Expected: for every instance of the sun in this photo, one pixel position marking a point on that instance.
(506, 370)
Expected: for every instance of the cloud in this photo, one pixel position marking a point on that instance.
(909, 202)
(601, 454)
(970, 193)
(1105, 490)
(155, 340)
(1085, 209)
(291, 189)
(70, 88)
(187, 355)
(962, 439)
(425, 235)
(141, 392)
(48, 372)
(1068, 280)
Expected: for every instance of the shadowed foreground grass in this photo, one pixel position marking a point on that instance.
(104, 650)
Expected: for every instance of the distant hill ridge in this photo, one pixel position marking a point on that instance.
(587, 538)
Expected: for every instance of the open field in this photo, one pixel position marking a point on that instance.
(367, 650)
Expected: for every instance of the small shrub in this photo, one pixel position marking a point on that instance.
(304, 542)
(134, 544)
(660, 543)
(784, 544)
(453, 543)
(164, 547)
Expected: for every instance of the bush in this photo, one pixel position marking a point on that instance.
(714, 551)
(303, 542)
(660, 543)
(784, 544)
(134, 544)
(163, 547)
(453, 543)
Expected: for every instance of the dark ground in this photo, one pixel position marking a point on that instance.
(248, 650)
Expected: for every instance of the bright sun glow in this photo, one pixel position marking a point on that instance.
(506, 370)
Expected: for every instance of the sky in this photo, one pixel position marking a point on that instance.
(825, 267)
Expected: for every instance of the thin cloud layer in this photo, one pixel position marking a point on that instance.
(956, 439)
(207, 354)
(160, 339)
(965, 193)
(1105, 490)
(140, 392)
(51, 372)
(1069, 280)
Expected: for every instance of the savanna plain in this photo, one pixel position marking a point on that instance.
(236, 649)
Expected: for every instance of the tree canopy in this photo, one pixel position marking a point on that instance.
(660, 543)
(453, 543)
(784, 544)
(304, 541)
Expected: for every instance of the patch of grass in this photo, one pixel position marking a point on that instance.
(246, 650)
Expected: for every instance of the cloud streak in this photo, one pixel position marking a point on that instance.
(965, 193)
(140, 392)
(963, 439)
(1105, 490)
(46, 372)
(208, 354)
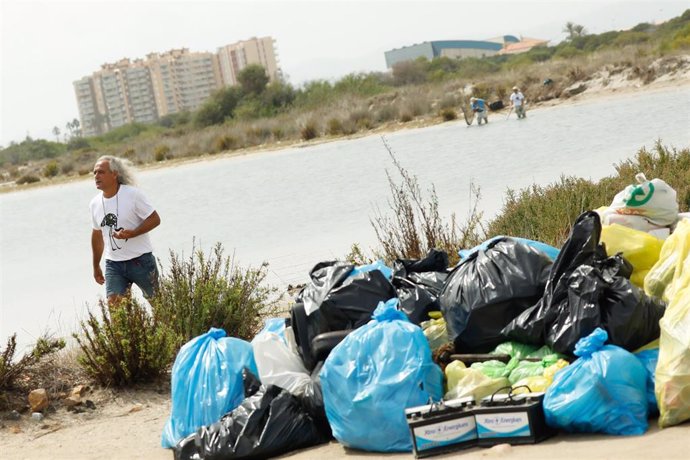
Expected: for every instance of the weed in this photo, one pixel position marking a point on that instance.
(207, 291)
(126, 346)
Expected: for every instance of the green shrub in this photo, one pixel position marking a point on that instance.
(334, 127)
(226, 142)
(11, 372)
(386, 113)
(126, 346)
(523, 212)
(448, 114)
(161, 152)
(207, 291)
(51, 169)
(27, 179)
(416, 225)
(67, 167)
(309, 131)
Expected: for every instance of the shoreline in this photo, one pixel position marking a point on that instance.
(596, 93)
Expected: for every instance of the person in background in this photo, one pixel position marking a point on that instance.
(517, 101)
(122, 219)
(481, 109)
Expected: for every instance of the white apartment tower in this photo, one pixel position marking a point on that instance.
(144, 90)
(233, 58)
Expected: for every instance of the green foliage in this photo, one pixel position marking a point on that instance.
(174, 120)
(218, 107)
(416, 225)
(448, 114)
(10, 372)
(27, 179)
(51, 169)
(310, 130)
(30, 150)
(77, 143)
(207, 291)
(523, 212)
(253, 79)
(226, 142)
(161, 152)
(410, 72)
(126, 346)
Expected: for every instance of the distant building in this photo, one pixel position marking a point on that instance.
(524, 45)
(448, 48)
(144, 90)
(233, 58)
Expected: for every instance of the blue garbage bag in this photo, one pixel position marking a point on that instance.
(649, 358)
(378, 265)
(375, 373)
(604, 391)
(550, 251)
(272, 326)
(206, 382)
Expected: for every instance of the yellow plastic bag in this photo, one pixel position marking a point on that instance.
(463, 382)
(639, 248)
(672, 377)
(673, 261)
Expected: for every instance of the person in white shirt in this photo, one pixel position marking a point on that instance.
(122, 218)
(517, 101)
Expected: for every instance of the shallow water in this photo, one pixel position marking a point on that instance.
(295, 207)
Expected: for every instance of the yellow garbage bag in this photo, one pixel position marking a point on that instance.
(463, 382)
(672, 377)
(673, 261)
(639, 248)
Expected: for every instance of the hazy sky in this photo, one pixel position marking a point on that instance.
(46, 45)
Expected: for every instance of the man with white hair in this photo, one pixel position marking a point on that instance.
(480, 107)
(122, 218)
(517, 101)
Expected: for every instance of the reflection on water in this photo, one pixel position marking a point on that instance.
(296, 207)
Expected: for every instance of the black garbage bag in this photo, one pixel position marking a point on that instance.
(431, 281)
(592, 291)
(269, 422)
(335, 301)
(630, 317)
(581, 247)
(490, 288)
(415, 301)
(435, 261)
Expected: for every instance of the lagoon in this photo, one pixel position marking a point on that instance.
(295, 207)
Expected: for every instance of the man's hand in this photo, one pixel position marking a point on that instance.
(98, 275)
(123, 234)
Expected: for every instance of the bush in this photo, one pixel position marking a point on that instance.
(226, 142)
(10, 372)
(27, 179)
(67, 167)
(523, 211)
(334, 127)
(406, 117)
(126, 346)
(51, 169)
(211, 291)
(161, 152)
(309, 131)
(448, 114)
(416, 225)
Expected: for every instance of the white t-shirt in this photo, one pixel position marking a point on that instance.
(517, 99)
(127, 209)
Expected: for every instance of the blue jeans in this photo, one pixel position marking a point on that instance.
(141, 271)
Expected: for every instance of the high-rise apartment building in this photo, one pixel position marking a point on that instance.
(144, 90)
(233, 58)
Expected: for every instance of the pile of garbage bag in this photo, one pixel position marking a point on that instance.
(600, 326)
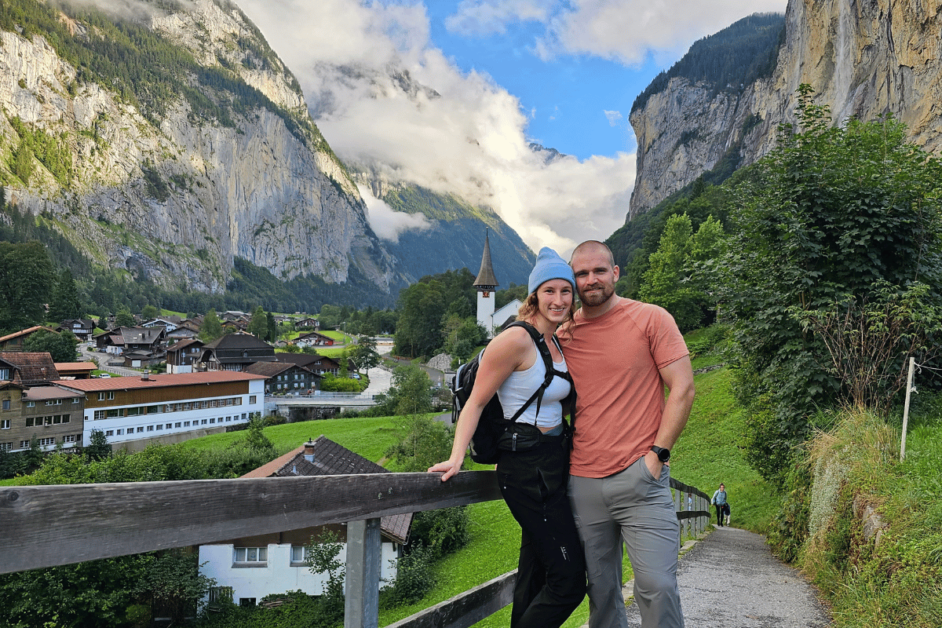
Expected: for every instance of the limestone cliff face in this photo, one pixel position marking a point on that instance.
(174, 196)
(863, 58)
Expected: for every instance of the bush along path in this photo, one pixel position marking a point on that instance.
(730, 579)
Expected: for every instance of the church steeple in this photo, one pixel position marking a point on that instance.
(485, 284)
(486, 281)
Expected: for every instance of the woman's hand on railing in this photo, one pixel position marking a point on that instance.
(447, 469)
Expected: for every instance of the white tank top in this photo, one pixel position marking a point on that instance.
(521, 385)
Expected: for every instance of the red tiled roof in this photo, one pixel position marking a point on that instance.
(160, 381)
(26, 332)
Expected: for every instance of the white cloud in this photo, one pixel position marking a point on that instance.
(386, 222)
(382, 93)
(485, 17)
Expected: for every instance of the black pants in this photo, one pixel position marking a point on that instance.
(551, 579)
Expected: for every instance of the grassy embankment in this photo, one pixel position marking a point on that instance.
(893, 579)
(706, 455)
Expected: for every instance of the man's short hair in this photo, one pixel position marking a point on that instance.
(597, 244)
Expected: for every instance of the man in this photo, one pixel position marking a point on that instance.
(621, 354)
(719, 500)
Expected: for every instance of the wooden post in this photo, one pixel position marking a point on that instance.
(364, 557)
(678, 499)
(909, 388)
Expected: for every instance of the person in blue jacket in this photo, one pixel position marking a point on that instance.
(719, 500)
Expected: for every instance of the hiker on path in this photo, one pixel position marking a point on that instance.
(551, 579)
(622, 353)
(719, 500)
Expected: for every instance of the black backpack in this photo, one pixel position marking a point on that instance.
(492, 424)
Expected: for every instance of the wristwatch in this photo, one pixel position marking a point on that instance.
(663, 455)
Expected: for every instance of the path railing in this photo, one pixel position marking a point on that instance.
(46, 526)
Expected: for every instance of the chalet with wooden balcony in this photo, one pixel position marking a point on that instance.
(182, 354)
(234, 352)
(249, 568)
(286, 378)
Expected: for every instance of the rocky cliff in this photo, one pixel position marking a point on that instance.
(172, 142)
(863, 58)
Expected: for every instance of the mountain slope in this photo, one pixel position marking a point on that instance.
(172, 142)
(863, 59)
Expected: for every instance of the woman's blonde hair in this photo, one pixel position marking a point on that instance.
(532, 305)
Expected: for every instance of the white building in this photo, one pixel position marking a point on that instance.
(248, 569)
(137, 408)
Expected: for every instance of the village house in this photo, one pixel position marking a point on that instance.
(284, 377)
(249, 568)
(234, 352)
(182, 354)
(139, 408)
(313, 339)
(150, 340)
(14, 341)
(33, 406)
(82, 328)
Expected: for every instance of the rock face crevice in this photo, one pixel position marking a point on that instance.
(863, 58)
(177, 197)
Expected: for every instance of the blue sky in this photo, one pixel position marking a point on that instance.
(488, 77)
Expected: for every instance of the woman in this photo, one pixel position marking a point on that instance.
(551, 570)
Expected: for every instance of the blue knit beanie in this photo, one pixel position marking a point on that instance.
(548, 266)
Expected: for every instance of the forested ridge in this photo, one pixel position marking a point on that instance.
(728, 60)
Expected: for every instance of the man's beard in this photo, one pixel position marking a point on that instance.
(598, 298)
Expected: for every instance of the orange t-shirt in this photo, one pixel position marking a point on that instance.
(615, 360)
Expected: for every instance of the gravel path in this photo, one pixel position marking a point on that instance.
(731, 580)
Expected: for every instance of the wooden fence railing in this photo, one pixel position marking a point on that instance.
(46, 526)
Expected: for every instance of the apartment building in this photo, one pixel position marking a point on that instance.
(137, 408)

§ Directions
Reproduce the records above exactly, starting with the line that contains "Expected: for every instance of the orange" and ending with the last line.

§ Finished task
Expected: for every instance of the orange t-shirt in this photo, one pixel position marking a point on that instance.
(615, 360)
Expected: for every instance of the gravel path in this photo, one pixel position marking a point on that instance.
(731, 580)
Expected: for every instance of the wooden fence railing in this photo, one pixel position marking a point on that instance.
(46, 526)
Expected: for every instance of the apartment building in this photo, one pixel position marking a point on that instance.
(137, 408)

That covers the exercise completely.